* _Text shown_:
** BEGIN **
8.2.2. The POc prenasalised obstruents

POc reflexes of PMP nasal + obstruent clusters are omitted from Table 1.6, as the numbers of reflexes are generally few and would skew the table’s percentages. Instead, POc reflexes of these PMP clusters are shown separately in Table 1.7. The instances are all in etyma drawn from the ACD (and found among the POc reconstructions in volumes 1-5). Instances of nasal + obstruent clusters that arose sometime between the break-up of PMP and the break-up of POc are not shown in Table 1.7, as they would obscure the relationship between PMP and POc.
** END **
* _Exercise 1_: Repeat the passage about prenasalised obstruents, starting with "POc reflexes of PMP" and going on through "PMP and POc.".
* _Exercise 2_: According to the passage about prenasalised obstruents, why are POc reflexes of PMP nasal + obstruent clusters left out of Table 1.6?
Rely only on the passage about prenasalised obstruents.

[Detection examples]
** BEGIN **
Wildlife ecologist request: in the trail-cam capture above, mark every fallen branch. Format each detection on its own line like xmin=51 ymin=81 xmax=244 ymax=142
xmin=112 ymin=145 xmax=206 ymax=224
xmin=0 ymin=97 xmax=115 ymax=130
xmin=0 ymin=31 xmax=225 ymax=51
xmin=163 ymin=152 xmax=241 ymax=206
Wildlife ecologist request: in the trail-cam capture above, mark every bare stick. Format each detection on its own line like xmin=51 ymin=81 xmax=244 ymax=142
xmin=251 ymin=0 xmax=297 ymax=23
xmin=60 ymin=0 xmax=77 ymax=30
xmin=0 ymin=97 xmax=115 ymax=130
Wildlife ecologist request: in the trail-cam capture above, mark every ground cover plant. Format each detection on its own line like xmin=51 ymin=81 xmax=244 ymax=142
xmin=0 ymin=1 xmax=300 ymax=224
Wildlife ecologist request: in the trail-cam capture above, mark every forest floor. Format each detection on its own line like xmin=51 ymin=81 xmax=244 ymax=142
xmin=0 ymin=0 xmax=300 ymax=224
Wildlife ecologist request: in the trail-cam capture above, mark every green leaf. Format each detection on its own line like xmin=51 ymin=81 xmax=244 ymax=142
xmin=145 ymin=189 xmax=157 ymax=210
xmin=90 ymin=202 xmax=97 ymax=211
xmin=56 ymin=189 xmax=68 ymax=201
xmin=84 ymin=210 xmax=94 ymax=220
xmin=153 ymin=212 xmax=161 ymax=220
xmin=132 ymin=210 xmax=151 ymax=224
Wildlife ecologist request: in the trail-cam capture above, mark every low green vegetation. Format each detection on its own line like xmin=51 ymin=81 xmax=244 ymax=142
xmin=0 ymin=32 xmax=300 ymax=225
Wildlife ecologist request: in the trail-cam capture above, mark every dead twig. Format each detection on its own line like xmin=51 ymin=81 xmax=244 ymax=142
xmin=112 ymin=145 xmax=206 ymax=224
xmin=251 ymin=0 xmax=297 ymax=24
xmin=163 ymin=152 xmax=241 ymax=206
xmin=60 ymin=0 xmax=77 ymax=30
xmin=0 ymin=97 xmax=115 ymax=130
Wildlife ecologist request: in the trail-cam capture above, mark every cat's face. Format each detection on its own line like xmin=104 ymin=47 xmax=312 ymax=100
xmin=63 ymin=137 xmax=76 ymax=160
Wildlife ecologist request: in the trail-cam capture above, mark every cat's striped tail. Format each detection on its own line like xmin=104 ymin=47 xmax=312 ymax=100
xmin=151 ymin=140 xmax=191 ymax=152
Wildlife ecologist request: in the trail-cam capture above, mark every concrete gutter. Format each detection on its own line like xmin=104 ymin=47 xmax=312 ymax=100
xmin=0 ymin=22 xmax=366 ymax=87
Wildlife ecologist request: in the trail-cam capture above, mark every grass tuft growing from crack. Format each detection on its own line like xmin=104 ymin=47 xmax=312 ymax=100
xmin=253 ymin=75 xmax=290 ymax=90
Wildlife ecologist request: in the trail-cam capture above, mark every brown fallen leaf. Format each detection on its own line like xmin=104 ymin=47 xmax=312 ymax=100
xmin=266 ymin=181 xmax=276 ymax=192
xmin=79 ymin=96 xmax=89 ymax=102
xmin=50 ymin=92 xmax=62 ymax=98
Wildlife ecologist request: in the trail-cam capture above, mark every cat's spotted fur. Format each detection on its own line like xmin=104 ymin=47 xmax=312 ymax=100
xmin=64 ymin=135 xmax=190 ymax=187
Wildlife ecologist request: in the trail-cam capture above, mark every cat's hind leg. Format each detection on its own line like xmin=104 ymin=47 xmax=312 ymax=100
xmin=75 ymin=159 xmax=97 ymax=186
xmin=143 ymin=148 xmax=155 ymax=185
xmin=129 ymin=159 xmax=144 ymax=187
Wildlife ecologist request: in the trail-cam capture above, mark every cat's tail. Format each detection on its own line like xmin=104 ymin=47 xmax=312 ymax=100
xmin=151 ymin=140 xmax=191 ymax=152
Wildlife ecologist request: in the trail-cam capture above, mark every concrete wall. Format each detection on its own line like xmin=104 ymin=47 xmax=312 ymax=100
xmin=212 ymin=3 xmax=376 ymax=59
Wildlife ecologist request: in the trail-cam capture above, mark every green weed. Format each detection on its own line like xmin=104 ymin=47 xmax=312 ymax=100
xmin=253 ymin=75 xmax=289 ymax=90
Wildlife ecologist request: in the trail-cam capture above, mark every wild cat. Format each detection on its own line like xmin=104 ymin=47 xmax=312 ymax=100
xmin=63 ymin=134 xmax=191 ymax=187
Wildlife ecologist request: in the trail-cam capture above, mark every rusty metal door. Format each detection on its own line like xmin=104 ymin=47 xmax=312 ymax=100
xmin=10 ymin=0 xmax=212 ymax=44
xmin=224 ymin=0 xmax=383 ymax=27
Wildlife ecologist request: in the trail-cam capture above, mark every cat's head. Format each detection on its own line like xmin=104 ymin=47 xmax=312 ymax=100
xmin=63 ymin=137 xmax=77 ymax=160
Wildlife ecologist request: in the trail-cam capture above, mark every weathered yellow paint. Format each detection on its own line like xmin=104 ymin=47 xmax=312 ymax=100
** END **
* _Reply 1_:
POc reflexes of PMP nasal + obstruent clusters are omitted from Table 1.6, as the numbers of reflexes are generally few and would skew the table’s percentages. Instead, POc reflexes of these PMP clusters are shown separately in Table 1.7. The instances are all in etyma drawn from the ACD (and found among the POc reconstructions in volumes 1-5). Instances of nasal + obstruent clusters that arose sometime between the break-up of PMP and the break-up of POc are not shown in Table 1.7, as they would obscure the relationship between PMP and POc.

* _Reply 2_: The numbers of reflexes are generally few and would skew the table's percentages.